# MATERIAL FOR THE TASK:
- - - - -

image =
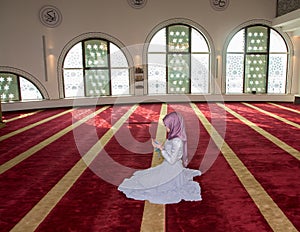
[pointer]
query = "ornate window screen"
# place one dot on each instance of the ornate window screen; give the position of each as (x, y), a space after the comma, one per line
(256, 61)
(17, 88)
(178, 61)
(95, 67)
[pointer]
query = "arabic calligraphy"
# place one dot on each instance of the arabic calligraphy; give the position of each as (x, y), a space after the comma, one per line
(50, 16)
(219, 4)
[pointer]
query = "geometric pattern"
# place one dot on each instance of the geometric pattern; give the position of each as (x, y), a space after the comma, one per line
(181, 68)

- - - - -

# TASK ITEM:
Say how many lines above hold "query", and nothing else.

# TASK RESPONSE:
3